(Location identification items)
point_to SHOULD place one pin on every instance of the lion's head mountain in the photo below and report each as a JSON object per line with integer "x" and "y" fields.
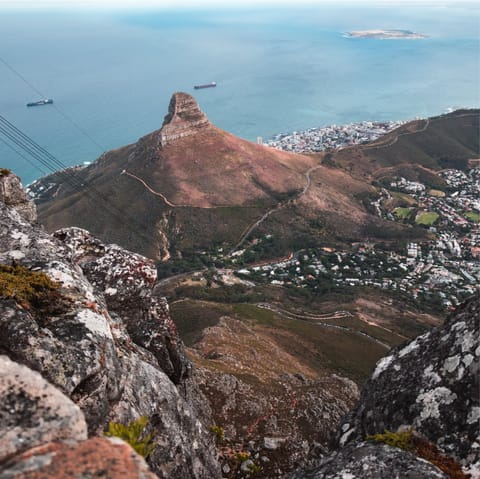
{"x": 190, "y": 184}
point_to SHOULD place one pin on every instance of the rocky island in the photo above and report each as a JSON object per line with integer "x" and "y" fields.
{"x": 386, "y": 34}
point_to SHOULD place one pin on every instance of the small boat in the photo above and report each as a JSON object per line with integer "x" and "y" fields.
{"x": 206, "y": 85}
{"x": 45, "y": 101}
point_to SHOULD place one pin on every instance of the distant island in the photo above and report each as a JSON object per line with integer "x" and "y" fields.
{"x": 385, "y": 34}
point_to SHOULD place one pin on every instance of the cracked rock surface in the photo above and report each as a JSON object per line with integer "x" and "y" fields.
{"x": 116, "y": 363}
{"x": 431, "y": 385}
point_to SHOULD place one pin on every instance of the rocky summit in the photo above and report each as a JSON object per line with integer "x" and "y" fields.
{"x": 190, "y": 185}
{"x": 424, "y": 397}
{"x": 184, "y": 118}
{"x": 88, "y": 348}
{"x": 71, "y": 366}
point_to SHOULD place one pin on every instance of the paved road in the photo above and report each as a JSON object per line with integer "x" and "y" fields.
{"x": 319, "y": 321}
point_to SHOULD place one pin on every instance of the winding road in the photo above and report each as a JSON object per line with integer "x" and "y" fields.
{"x": 319, "y": 321}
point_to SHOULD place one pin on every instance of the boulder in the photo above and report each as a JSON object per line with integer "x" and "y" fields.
{"x": 370, "y": 461}
{"x": 102, "y": 458}
{"x": 115, "y": 362}
{"x": 33, "y": 412}
{"x": 431, "y": 385}
{"x": 12, "y": 194}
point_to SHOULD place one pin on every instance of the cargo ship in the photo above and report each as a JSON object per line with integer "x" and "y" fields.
{"x": 45, "y": 101}
{"x": 206, "y": 85}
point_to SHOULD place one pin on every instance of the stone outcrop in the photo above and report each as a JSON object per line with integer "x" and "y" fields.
{"x": 116, "y": 364}
{"x": 430, "y": 386}
{"x": 102, "y": 458}
{"x": 283, "y": 424}
{"x": 12, "y": 194}
{"x": 33, "y": 412}
{"x": 184, "y": 118}
{"x": 370, "y": 461}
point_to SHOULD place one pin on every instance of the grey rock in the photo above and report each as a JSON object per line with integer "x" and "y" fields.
{"x": 33, "y": 412}
{"x": 89, "y": 348}
{"x": 371, "y": 461}
{"x": 12, "y": 194}
{"x": 432, "y": 385}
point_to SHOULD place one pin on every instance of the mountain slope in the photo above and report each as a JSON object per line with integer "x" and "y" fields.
{"x": 189, "y": 186}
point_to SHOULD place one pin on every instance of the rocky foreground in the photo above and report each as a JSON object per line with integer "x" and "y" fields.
{"x": 87, "y": 341}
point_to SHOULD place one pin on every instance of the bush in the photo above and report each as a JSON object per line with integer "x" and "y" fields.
{"x": 134, "y": 434}
{"x": 32, "y": 288}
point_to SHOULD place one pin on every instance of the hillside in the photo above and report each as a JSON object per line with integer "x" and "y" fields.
{"x": 191, "y": 186}
{"x": 417, "y": 149}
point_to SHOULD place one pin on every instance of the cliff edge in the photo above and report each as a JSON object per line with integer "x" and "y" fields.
{"x": 85, "y": 342}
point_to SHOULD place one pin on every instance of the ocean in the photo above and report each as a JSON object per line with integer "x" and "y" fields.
{"x": 111, "y": 74}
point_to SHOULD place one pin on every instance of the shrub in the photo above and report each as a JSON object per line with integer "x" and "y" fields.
{"x": 402, "y": 440}
{"x": 32, "y": 288}
{"x": 134, "y": 434}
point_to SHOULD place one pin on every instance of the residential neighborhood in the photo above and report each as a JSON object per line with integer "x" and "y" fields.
{"x": 443, "y": 270}
{"x": 334, "y": 136}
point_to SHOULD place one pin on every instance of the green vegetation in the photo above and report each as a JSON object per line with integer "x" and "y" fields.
{"x": 33, "y": 288}
{"x": 472, "y": 216}
{"x": 426, "y": 218}
{"x": 402, "y": 213}
{"x": 219, "y": 433}
{"x": 438, "y": 193}
{"x": 404, "y": 199}
{"x": 402, "y": 440}
{"x": 134, "y": 434}
{"x": 422, "y": 448}
{"x": 243, "y": 456}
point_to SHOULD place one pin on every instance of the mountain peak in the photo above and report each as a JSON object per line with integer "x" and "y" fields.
{"x": 184, "y": 118}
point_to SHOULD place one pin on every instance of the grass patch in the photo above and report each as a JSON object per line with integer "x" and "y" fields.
{"x": 426, "y": 218}
{"x": 472, "y": 216}
{"x": 339, "y": 351}
{"x": 30, "y": 288}
{"x": 402, "y": 213}
{"x": 260, "y": 315}
{"x": 438, "y": 193}
{"x": 134, "y": 433}
{"x": 192, "y": 317}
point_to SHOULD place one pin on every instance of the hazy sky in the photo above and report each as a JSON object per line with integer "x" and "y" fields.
{"x": 136, "y": 4}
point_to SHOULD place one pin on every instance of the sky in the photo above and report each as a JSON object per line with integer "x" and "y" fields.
{"x": 142, "y": 4}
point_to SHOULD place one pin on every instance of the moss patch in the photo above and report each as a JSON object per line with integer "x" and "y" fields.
{"x": 134, "y": 434}
{"x": 27, "y": 287}
{"x": 409, "y": 441}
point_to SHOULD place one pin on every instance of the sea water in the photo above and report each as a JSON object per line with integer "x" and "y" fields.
{"x": 111, "y": 74}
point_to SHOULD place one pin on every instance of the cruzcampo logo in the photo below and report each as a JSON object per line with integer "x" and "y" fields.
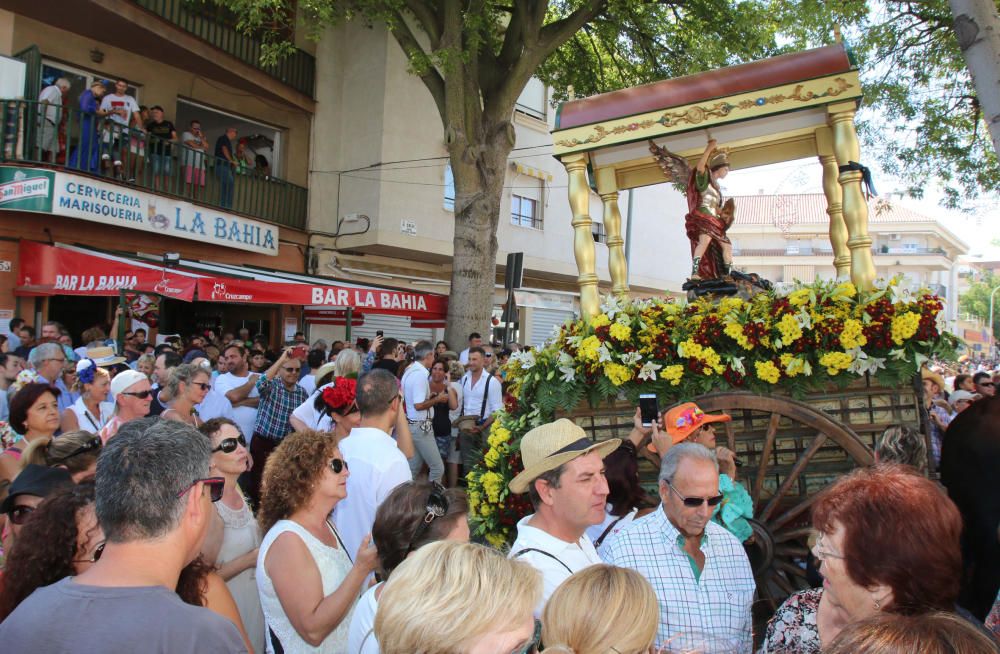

[Work instructions]
Copy the material above from the line containing "point_to SHOULD place one pin on every instance of the hazy" through the end of the material, both ends included, keeping the requests and increasing every coordinate in the answers by 111. Leave the pictures out.

[Output of the task]
point_to SHOULD place one pin on every instance of the hazy sky in the photo above and report each as a JSON object per line with integer "x" and "y" fields.
{"x": 247, "y": 115}
point_to SHOULD place one pin on every instance of the sky in the photo above and report each as a JSON object per line with integer "x" and "y" fields.
{"x": 253, "y": 115}
point_to SHOULD place one pin on every instance of the moss patch in the photo above and report each as a JSON object per line with integer "x" and "y" fields.
{"x": 245, "y": 545}
{"x": 138, "y": 398}
{"x": 520, "y": 552}
point_to SHOULD place one pin on every instance of the sea water in the photo above and report each as a JSON object per line with integer "x" and "y" fields.
{"x": 222, "y": 185}
point_to SHOULD place one pin on every instance of the cruzcampo logo in the photo below and report each as a JSON object per line with integer "x" and "y" fields.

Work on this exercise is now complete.